Required work.
Locate the line containing "TARGET: tire" in the data below. Reproduce it and every following line up to the end, exactly as given.

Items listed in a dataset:
** start **
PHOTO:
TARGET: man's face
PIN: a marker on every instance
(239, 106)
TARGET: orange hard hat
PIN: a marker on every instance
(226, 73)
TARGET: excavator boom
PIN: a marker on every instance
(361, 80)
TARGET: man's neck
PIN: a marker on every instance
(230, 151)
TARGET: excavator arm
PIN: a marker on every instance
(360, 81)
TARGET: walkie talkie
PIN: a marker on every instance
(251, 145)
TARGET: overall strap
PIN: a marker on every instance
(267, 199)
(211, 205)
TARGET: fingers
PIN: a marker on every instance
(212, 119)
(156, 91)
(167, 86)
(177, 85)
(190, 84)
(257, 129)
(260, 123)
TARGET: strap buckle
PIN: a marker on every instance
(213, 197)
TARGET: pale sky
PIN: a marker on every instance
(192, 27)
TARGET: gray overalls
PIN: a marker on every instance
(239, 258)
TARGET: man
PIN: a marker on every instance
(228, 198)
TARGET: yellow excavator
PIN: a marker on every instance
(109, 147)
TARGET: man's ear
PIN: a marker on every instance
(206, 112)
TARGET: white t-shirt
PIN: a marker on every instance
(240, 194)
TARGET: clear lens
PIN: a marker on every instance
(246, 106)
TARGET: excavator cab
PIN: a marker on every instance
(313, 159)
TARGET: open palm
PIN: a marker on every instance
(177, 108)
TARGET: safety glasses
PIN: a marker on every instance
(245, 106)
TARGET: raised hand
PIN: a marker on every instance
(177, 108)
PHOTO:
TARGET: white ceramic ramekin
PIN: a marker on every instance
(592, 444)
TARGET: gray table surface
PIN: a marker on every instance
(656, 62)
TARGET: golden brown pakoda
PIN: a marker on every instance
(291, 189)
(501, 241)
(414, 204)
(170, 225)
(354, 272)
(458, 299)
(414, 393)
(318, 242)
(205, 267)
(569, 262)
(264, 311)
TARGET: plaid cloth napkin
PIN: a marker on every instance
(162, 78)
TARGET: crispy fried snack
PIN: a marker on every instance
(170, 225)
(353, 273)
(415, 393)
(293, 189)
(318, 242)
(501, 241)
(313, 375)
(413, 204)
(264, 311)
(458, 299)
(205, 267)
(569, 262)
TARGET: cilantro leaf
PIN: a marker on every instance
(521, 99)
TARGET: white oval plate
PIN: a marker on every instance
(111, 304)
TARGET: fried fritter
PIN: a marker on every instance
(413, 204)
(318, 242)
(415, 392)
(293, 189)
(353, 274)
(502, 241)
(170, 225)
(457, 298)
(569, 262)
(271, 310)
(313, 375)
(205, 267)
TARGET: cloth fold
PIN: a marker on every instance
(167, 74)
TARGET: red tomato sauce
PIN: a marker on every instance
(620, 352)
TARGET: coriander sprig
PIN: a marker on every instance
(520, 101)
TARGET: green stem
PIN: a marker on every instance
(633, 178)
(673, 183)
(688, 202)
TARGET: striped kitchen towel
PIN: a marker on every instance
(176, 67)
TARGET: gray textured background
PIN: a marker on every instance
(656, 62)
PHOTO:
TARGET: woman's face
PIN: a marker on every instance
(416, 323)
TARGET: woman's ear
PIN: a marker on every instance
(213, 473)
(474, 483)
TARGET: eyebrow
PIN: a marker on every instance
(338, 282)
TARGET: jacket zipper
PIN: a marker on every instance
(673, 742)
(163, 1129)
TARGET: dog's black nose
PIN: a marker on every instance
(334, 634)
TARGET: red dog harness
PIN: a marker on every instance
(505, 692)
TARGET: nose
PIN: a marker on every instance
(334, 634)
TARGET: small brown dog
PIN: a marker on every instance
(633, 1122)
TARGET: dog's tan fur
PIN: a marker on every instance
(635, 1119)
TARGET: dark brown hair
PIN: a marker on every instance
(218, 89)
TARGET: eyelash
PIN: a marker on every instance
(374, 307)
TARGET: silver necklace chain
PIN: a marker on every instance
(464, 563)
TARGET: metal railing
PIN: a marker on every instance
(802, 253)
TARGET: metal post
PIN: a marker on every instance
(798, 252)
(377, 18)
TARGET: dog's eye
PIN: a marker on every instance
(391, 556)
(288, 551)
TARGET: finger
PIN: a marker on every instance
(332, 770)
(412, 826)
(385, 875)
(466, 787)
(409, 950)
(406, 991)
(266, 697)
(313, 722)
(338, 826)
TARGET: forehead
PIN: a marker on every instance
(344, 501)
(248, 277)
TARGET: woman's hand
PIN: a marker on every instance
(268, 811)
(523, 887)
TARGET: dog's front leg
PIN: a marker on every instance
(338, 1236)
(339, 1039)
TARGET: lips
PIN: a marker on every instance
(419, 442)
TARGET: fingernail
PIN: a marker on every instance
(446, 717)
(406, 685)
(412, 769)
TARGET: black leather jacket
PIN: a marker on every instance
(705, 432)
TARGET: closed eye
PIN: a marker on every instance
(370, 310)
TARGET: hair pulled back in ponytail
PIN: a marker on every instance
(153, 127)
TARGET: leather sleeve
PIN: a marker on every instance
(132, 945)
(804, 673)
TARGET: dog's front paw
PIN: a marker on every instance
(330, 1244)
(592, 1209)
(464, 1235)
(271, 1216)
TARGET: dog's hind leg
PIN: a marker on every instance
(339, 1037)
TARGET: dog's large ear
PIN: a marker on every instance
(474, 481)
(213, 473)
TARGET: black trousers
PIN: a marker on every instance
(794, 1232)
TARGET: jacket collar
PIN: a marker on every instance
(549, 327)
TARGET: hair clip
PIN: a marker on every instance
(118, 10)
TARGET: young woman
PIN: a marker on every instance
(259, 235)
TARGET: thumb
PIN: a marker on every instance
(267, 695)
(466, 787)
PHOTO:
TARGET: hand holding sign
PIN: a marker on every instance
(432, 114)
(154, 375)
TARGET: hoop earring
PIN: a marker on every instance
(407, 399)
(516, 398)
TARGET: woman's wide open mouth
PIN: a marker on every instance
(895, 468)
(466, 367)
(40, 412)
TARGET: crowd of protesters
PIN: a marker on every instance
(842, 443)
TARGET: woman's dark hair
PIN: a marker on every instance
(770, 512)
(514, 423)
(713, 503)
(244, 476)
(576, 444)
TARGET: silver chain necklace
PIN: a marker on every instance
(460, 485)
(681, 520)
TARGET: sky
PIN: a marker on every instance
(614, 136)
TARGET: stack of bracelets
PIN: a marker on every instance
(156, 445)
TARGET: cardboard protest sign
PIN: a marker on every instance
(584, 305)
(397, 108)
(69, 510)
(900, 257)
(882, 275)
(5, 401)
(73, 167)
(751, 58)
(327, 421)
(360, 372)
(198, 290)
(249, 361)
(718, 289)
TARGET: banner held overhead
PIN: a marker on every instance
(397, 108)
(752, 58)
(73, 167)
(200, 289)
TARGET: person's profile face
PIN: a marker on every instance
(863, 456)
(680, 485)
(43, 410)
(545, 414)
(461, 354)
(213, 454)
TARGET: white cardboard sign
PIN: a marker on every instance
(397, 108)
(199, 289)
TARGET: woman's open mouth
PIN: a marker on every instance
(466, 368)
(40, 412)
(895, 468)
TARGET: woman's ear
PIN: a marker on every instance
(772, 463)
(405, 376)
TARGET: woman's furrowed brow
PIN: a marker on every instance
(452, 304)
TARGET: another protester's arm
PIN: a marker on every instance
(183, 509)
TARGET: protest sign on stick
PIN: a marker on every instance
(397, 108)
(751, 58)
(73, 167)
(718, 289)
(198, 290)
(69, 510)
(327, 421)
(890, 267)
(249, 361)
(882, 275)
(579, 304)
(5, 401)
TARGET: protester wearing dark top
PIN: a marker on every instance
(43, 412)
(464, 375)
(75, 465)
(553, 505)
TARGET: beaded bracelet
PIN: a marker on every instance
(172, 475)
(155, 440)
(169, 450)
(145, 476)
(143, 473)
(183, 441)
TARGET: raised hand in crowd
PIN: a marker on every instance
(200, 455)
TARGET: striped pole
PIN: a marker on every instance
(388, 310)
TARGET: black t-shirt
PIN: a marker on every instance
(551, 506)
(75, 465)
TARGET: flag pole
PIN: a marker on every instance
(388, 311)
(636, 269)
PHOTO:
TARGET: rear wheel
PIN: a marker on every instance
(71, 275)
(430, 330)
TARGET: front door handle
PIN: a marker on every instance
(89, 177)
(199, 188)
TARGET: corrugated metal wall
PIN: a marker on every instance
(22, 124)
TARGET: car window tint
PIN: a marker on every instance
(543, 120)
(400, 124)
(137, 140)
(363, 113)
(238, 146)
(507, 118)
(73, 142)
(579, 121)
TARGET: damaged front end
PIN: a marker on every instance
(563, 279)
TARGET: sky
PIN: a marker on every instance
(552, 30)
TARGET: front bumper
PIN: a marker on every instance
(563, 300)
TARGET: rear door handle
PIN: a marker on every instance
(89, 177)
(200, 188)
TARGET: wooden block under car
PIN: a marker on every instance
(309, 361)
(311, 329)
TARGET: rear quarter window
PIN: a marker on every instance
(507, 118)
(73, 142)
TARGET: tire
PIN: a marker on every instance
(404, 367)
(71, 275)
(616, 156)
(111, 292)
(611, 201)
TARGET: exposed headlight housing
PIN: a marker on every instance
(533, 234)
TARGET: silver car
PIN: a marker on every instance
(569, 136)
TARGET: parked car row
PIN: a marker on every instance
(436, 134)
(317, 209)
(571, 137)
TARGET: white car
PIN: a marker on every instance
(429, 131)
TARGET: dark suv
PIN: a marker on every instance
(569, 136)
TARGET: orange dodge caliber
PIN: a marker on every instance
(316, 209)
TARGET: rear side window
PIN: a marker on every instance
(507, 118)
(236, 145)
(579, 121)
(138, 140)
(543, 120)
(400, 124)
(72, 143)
** end **
Answer in full.
TARGET: tire
PIN: a marker on every instance
(404, 367)
(71, 275)
(616, 156)
(111, 292)
(611, 201)
TARGET: exposed headlight housing
PIN: a marker on every instance
(533, 234)
TARGET: silver car
PIN: a marker on every instance
(569, 136)
TARGET: parked car row
PIN: a marker on every instance
(436, 134)
(317, 209)
(571, 137)
TARGET: white car
PIN: a marker on every instance
(429, 131)
TARGET: dark suv
PIN: a marker on every instance
(569, 136)
TARGET: orange dodge caliber
PIN: a marker on every instance
(316, 209)
TARGET: rear side window
PIN: a marker on every instance
(507, 118)
(236, 145)
(579, 121)
(138, 140)
(543, 120)
(400, 124)
(72, 143)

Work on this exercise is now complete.